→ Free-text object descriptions
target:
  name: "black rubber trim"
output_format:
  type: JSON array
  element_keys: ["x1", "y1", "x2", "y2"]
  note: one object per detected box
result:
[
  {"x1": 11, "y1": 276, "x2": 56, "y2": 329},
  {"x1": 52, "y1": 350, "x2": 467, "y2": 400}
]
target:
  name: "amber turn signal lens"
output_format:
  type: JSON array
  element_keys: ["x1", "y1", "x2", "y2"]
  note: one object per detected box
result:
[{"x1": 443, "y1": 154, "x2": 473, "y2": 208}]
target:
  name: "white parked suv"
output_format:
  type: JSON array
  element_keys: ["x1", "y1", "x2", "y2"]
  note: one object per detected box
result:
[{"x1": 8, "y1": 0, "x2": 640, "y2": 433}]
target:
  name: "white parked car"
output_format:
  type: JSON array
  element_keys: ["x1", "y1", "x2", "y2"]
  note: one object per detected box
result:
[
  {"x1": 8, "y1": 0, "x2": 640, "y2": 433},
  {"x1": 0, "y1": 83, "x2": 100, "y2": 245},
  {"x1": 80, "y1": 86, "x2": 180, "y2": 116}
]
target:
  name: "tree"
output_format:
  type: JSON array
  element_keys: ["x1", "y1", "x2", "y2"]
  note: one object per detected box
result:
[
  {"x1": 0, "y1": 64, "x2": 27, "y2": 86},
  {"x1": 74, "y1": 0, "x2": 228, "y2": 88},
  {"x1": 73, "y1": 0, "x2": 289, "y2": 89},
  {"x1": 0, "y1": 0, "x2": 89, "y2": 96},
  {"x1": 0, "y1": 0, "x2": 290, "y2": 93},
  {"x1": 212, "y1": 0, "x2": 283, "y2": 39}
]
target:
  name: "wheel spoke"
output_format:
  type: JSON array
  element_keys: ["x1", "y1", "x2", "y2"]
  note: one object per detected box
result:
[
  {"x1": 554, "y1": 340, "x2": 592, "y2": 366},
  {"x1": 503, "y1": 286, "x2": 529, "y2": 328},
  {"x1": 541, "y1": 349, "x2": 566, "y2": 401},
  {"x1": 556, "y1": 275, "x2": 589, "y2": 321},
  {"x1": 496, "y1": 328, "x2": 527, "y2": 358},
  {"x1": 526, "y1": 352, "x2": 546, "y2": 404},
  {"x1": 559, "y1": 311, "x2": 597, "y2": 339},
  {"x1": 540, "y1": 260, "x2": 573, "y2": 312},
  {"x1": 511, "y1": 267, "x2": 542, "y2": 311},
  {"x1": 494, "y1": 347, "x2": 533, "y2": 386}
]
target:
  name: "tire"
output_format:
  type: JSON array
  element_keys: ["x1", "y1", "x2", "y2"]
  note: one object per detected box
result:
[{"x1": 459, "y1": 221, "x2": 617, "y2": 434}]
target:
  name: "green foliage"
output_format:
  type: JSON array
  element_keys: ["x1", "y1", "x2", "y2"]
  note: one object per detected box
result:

→ EXERCISE DESCRIPTION
Every record above needs to be given again exactly.

→ COMPLETED TASK
target:
  name: "black rubber trim"
output_format:
  type: JSON array
  element_keys: ["x1", "y1", "x2", "y2"]
  note: one object per detected box
result:
[
  {"x1": 11, "y1": 276, "x2": 56, "y2": 329},
  {"x1": 52, "y1": 350, "x2": 467, "y2": 400}
]
target:
  name: "amber turn signal lens"
output_format:
  type: JSON array
  element_keys: ["x1", "y1", "x2", "y2"]
  note: one object per detected box
result:
[{"x1": 443, "y1": 154, "x2": 473, "y2": 208}]
target:
  name: "white parked suv"
output_format:
  type: JSON array
  element_keys: ["x1", "y1", "x2", "y2"]
  note: one object per detected box
result:
[{"x1": 8, "y1": 0, "x2": 640, "y2": 433}]
target:
  name: "white parked car"
output_format:
  type: JSON array
  element_keys: ["x1", "y1", "x2", "y2"]
  note: one object per detected box
result:
[
  {"x1": 8, "y1": 0, "x2": 640, "y2": 433},
  {"x1": 0, "y1": 83, "x2": 100, "y2": 245},
  {"x1": 80, "y1": 86, "x2": 180, "y2": 116}
]
target:
  name: "tree"
output_format:
  type: JSON array
  element_keys: ["x1", "y1", "x2", "y2"]
  note: one object per detected box
result:
[
  {"x1": 0, "y1": 64, "x2": 27, "y2": 86},
  {"x1": 74, "y1": 0, "x2": 228, "y2": 88},
  {"x1": 73, "y1": 0, "x2": 289, "y2": 89},
  {"x1": 0, "y1": 0, "x2": 89, "y2": 96},
  {"x1": 0, "y1": 0, "x2": 290, "y2": 93},
  {"x1": 212, "y1": 0, "x2": 283, "y2": 39}
]
target:
  name: "wheel spoke"
output_format:
  type: JSON array
  element_keys: ["x1", "y1", "x2", "y2"]
  note: one object per detected box
result:
[
  {"x1": 554, "y1": 340, "x2": 592, "y2": 366},
  {"x1": 503, "y1": 286, "x2": 529, "y2": 328},
  {"x1": 541, "y1": 349, "x2": 566, "y2": 401},
  {"x1": 556, "y1": 275, "x2": 589, "y2": 321},
  {"x1": 496, "y1": 328, "x2": 527, "y2": 358},
  {"x1": 526, "y1": 352, "x2": 546, "y2": 404},
  {"x1": 559, "y1": 311, "x2": 597, "y2": 339},
  {"x1": 540, "y1": 260, "x2": 573, "y2": 312},
  {"x1": 511, "y1": 267, "x2": 542, "y2": 311},
  {"x1": 494, "y1": 347, "x2": 533, "y2": 386}
]
target:
  name: "tire"
output_format:
  type: JSON array
  element_keys: ["x1", "y1", "x2", "y2"]
  note: one object per detected box
result:
[{"x1": 459, "y1": 221, "x2": 617, "y2": 434}]
target:
  name: "green foliage"
output_format:
  type: JSON array
  element_keys: ["x1", "y1", "x2", "y2"]
  note: one object per detected box
result:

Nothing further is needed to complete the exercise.